| Entries shown |
>>>

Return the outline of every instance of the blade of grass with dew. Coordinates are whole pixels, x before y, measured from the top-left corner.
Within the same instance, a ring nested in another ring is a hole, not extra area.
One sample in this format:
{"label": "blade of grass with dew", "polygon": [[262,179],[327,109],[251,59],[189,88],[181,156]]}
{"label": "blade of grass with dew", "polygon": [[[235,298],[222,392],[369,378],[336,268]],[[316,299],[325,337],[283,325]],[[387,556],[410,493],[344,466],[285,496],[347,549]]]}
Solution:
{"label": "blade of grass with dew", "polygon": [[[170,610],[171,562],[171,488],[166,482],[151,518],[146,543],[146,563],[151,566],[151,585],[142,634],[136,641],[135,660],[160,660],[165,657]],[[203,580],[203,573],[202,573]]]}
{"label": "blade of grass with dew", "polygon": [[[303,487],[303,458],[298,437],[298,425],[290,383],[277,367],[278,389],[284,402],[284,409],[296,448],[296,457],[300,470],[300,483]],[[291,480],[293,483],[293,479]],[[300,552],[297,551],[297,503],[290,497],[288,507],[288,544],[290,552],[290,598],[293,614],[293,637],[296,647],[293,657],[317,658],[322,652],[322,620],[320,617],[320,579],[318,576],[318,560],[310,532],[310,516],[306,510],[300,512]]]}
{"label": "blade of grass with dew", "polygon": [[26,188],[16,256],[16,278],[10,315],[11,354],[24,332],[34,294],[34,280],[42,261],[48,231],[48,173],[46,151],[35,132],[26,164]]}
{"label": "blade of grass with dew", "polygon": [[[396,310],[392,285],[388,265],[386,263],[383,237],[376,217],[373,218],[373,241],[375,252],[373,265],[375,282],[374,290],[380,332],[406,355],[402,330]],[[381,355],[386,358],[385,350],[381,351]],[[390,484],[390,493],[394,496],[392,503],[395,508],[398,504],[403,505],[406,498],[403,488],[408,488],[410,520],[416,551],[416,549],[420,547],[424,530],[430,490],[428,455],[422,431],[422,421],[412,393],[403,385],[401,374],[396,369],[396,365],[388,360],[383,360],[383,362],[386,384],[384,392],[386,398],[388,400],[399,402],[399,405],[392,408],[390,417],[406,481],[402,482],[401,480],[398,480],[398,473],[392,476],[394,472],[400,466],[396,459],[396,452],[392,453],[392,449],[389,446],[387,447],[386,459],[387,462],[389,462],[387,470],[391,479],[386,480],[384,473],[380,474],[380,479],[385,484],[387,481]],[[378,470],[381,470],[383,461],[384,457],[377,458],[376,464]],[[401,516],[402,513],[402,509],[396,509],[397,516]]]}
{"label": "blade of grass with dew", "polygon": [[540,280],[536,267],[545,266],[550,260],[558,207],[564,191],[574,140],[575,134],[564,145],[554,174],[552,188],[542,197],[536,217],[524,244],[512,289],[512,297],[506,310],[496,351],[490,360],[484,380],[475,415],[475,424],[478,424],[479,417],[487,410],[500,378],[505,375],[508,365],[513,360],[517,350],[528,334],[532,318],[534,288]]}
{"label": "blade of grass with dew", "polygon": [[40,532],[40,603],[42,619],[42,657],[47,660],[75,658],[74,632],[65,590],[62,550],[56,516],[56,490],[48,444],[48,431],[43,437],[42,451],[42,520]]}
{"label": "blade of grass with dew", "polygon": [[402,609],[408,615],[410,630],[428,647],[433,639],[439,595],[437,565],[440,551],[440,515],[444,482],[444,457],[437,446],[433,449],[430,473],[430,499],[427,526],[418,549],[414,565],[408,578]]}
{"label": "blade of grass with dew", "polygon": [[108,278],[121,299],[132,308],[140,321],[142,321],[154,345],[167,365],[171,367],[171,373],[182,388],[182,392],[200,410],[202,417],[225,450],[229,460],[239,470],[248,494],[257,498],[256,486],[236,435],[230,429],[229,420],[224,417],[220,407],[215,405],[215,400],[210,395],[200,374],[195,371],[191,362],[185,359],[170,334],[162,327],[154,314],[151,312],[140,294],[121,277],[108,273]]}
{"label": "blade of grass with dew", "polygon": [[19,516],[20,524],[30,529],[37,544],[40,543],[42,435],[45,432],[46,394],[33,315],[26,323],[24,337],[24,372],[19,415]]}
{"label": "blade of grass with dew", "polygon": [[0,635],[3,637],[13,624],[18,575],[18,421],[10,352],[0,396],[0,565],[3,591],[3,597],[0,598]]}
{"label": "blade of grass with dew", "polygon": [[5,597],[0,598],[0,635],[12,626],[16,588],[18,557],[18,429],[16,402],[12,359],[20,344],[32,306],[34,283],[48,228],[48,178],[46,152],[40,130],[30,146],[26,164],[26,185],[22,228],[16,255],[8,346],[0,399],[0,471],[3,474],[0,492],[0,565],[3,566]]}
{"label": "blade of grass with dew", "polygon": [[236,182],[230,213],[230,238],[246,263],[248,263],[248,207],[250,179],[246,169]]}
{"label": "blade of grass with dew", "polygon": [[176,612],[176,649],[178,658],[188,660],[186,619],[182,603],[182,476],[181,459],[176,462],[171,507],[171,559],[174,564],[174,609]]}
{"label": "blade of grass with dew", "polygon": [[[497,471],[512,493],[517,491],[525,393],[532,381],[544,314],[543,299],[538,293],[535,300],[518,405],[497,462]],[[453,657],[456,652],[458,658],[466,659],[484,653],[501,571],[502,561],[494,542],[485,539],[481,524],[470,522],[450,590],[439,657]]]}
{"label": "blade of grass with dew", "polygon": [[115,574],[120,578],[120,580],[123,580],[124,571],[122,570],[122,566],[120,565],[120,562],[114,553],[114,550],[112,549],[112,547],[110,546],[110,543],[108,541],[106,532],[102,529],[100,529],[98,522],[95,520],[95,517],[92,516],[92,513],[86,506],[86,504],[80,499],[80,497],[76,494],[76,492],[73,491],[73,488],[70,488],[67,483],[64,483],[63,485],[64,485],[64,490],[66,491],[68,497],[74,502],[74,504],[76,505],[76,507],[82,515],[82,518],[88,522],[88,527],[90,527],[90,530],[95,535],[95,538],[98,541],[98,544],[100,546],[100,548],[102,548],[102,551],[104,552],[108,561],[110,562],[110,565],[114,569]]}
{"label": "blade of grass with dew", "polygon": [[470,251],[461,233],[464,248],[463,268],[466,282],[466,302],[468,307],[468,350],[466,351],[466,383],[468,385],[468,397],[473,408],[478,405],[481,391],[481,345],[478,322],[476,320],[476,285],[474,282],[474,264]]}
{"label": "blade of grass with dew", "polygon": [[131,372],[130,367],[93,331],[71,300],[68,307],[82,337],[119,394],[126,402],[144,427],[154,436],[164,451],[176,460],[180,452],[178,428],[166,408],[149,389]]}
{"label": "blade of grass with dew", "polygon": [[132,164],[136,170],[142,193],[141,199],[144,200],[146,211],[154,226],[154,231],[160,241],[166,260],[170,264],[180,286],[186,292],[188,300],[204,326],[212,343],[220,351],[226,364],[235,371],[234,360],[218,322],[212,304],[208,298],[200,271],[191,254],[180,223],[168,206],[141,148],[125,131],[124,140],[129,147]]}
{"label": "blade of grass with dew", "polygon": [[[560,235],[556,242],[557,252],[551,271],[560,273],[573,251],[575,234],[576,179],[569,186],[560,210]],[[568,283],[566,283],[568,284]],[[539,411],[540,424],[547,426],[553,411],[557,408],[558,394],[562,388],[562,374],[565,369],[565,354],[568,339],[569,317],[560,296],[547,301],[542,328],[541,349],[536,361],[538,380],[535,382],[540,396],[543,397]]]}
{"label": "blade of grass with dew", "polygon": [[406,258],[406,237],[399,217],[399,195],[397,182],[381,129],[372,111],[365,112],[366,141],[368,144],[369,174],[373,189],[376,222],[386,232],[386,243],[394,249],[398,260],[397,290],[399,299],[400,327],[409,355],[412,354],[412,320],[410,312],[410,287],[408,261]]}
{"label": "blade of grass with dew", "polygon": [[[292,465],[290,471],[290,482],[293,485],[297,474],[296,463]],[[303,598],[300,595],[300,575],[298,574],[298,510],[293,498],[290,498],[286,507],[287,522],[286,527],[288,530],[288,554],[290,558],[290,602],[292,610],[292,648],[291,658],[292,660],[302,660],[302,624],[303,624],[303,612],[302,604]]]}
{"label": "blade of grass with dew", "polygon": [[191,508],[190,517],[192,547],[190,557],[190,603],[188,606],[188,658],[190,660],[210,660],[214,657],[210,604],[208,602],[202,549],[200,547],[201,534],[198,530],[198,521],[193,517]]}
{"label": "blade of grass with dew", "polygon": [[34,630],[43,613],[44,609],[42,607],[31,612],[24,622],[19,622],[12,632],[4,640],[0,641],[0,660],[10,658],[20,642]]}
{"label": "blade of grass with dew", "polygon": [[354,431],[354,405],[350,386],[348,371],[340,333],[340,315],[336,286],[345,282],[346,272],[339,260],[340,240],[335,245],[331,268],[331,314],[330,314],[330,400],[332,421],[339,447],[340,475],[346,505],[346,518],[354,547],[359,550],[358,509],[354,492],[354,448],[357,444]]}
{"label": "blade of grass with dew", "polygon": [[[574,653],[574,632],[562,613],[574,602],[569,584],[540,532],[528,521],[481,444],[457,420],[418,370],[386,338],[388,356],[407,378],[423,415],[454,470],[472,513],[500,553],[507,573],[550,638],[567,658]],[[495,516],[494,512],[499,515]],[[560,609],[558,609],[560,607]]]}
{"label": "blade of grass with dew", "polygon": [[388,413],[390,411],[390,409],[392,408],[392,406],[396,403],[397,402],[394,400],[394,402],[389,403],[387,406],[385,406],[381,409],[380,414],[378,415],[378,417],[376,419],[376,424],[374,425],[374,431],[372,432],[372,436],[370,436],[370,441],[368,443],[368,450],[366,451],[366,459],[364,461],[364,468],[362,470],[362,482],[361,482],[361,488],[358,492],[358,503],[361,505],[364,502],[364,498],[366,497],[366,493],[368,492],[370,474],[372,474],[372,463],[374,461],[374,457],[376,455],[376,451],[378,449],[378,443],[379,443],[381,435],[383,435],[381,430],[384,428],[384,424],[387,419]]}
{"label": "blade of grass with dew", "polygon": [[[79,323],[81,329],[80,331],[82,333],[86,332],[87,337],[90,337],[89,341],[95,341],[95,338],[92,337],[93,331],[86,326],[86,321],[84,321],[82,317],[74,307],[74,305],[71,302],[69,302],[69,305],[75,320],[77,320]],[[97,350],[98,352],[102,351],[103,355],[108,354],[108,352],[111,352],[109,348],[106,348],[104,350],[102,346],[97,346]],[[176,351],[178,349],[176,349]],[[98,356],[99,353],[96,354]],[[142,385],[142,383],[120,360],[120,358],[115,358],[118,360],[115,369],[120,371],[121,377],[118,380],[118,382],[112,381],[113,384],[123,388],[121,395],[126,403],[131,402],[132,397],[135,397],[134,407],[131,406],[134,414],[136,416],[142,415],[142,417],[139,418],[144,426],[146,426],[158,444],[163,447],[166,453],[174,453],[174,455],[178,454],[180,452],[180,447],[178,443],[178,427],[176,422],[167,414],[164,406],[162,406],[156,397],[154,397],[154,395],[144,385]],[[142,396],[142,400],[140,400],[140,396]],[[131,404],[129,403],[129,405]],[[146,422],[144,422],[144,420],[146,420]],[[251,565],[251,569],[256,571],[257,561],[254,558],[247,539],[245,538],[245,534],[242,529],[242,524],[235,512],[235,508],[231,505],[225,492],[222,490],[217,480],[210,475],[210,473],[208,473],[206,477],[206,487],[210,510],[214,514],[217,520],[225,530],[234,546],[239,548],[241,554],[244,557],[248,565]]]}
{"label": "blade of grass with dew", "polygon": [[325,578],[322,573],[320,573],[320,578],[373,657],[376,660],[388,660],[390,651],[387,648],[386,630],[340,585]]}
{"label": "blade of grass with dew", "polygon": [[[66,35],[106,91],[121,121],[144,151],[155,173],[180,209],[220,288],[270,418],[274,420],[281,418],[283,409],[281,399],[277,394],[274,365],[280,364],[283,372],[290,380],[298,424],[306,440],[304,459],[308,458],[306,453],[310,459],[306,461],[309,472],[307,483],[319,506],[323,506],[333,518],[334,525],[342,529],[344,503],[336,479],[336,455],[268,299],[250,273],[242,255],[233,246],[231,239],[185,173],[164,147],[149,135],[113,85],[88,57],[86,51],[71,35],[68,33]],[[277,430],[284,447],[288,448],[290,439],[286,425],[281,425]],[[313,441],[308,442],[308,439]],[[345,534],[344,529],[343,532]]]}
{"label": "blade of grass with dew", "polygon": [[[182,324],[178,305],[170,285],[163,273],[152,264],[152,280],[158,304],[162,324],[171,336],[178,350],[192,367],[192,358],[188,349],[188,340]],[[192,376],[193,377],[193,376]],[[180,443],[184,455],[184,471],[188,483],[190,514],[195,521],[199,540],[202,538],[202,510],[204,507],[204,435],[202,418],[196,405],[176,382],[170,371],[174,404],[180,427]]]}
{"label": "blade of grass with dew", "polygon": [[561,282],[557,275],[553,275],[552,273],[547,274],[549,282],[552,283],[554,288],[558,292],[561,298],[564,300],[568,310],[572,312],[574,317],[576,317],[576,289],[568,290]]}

<<<

Copy the data verbatim, from the first line through the line containing "One sample in", with both ends included.

| Result of the task |
Return the outline of every instance of the blade of grass with dew. Coordinates are whole pixels, x before y, measured from the top-left corner.
Within the same instance, a ring nested in another ring is a hole, not extra area.
One sample in this format:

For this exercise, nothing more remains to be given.